## Source document:
* begin *
# Procedure for finding local and endpoint extrema using the first derivative test

This article describes the procedure for finding local and endpoint extreme values for a function using the first derivative test. We make the following assumptions:

• The domain of the function is a union of finitely many intervals each of which may be open, closed, or half-open half-closed.
• The set of critical points for the function is discrete, i.e., every critical point is an isolated critical point. In other words, given any critical point, there is an open interval containing it that has no other critical point. In particular, this also tells us that the function is differentiable everywhere except at isolated points. Note that it will also follow from this that one-sided limits at all points are either finite or infinite, and it's not possible to have oscillatory one-sided limits for the function.

The first part discusses in detail the case of a continuous function on a single interval. The second part discusses how the idea can be generalized to functions that are discontinuous at isolated points, or whose domain of definition involves multiple endpoints.

## Procedure for continuous function on an interval

Suppose $f$ is a continuous function on an interval (may be open, closed, half-closed, or infinite in one or both directions). Then the procedure is as follows:

1. Compute the formal expression for the derivative $f'$ using the rules for differentiation. In case of piecewise definition by interval, use the differentiation rule for piecewise definition by interval.
2. Based on the above, determine the points where $f'$ is not defined. For piecewise definitions, this may include transition points between pieces. Also, it may include points where the denominator of $f'$ becomes zero. Note that we are specifically concerned about points where $f'$ is not defined but $f$ is.
3. Also, compute the points where $f'$ takes the value zero.
4. Combining (2) and (3) gives all the critical points for $f$.
5. The critical points subdivide the original interval of definition of $f$ into sub-intervals. On each sub-interval, $f'$ must be either positive throughout or negative throughout. Determine the sign of $f'$ on each interval.
6. Now, at each critical point, use the first derivative test to determine whether we have a point of local maximum, point of local minimum, or neither.
7. If the domain of $f$ has a finite left endpoint, right endpoint, or both, use the one-sided version of the first derivative test to determine, for each endpoint, whether it is a one-sided local maximum, one-sided local minimum, or neither.

The last two steps give a list of points of local maximum, points of local minimum, points of endpoint maximum, and points of endpoint minimum. To determine the values, simply evaluate the original function $f$ at each point.

### Determination of sign of derivative on intervals between critical points

The hardest step is usually the determination of the sign of the derivative. Here are some ways:

• If the derivative can be evaluated easily at any point, we can just pick a point in the interval and evaluate the sign of the derivative there.
* end *
## Supplied information:
* begin *
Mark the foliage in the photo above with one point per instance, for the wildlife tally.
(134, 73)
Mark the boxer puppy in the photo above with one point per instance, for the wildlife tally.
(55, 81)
* end *
## Written instruction:
Decide whether each statement below agrees with the text on the first derivative test. Answer yes or no for each, and quote the words of the text that decide it.
1. The procedure assumes that every critical point of the function is isolated.
2. For a piecewise definition, the points where the derivative is not defined never include transition points between pieces.
3. The text names finding the critical points as usually the hardest step.

## Task answer:
1. Yes: "every critical point is an isolated critical point."
2. No: "For piecewise definitions, this may include transition points between pieces."
3. No: "The hardest step is usually the determination of the sign of the derivative."